### Document passage
=======
In [2]:
# Code Imports
import numpy as np
import pandas as pd
import matplotlib.pyplot as plt
from matplotlib import cm
import sqlite3
from sqlite3 import Error
#from sklearn.linear_model import LogisticRegression     # Logistic Regression
from sklearn.neighbors import KNeighborsClassifier      # k-Nearest Neighbours
from sklearn.preprocessing import LabelEncoder          # encooding variables
from sklearn.preprocessing import StandardScaler        # encooding variables
from sklearn.model_selection import train_test_split    # testing our models
#from sklearn.preprocessing import OneHotEncoder         # nominal variable
#from sklearn.metrics import confusion_matrix            # scoring
#from sklearn.tree import DecisionTreeClassifier         # decision trees
#from sklearn.tree import DecisionTreeRegressor          # decision trees
#from sklearn import tree                                # decision trees
from sklearn.decomposition import PCA                   # PCA 
from sklearn.cluster import KMeans                      # KMeans Clustering

In [1]:
# load data into a dataframe
cvss_data = pd.read_csv('./data/cvss/CVSS_data_complete.csv')
=======
### Stated problem
Please answer these questions from the notebook code:
(a) Which scikit-learn class is imported for k-Nearest Neighbours?
(b) What file path is passed to pd.read_csv?
(c) What variable name holds the loaded dataframe?
You won't need the entries for anything here.

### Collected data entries
=======
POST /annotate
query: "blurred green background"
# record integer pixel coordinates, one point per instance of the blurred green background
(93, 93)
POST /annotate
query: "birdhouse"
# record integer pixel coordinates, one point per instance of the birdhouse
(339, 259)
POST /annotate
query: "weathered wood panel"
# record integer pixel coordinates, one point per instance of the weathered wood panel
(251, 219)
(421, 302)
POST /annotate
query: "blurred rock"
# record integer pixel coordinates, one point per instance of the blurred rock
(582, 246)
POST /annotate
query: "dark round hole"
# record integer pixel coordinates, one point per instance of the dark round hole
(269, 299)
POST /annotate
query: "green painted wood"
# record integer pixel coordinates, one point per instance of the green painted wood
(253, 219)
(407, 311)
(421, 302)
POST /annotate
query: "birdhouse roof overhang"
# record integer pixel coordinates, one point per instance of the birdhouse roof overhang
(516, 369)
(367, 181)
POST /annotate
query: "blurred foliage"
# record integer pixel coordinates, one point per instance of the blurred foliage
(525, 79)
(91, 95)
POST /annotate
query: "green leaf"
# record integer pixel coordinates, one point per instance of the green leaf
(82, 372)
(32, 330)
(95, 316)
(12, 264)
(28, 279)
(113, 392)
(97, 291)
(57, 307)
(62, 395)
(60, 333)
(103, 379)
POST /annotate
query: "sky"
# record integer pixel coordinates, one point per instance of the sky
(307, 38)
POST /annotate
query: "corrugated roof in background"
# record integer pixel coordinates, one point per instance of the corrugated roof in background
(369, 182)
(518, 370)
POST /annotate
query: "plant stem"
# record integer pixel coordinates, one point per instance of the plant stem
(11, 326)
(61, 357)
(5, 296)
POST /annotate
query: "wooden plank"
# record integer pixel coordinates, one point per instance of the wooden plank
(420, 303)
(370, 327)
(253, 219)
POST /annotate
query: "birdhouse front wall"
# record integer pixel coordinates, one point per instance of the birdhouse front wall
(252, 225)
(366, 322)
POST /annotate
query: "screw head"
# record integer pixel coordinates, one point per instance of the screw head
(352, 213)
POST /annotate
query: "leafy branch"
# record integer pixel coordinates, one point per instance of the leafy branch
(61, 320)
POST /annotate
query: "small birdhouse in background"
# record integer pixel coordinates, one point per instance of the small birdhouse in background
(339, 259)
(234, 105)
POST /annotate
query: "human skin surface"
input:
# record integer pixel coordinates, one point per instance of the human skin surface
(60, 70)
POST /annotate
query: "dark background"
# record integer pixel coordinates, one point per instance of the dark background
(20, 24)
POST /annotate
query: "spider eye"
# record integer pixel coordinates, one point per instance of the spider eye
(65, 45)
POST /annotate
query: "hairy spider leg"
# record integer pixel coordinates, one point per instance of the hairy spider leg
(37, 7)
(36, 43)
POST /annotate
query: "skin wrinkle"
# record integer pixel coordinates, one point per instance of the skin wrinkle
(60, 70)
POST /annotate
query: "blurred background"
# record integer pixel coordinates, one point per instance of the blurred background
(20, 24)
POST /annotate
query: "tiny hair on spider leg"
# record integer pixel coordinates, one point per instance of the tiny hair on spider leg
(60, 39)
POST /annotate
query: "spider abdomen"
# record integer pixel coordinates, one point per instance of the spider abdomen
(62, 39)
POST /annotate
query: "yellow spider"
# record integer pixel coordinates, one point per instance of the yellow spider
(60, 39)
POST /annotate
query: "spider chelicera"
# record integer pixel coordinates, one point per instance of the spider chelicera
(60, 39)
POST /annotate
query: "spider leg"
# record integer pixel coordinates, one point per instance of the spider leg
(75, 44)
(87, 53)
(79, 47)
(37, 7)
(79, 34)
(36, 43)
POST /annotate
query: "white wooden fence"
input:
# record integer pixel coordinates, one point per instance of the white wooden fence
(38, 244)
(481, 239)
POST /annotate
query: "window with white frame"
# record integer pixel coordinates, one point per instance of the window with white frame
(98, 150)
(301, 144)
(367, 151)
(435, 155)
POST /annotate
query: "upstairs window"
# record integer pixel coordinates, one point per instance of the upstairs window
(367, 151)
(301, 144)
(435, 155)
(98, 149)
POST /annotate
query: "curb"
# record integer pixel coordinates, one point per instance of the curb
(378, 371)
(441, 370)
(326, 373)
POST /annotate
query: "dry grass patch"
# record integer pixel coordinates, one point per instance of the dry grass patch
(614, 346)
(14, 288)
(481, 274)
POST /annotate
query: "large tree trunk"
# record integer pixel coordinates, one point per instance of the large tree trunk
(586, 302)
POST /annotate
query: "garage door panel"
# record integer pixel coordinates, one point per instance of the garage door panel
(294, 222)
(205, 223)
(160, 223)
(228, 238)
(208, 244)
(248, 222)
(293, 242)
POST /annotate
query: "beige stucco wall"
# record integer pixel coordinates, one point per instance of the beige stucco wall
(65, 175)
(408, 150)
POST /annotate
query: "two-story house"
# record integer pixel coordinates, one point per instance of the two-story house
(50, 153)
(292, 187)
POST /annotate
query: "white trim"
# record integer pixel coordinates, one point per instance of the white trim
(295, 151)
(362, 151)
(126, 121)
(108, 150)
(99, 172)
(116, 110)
=======
### Solution below
(a) KNeighborsClassifier
(b) './data/cvss/CVSS_data_complete.csv'
(c) cvss_data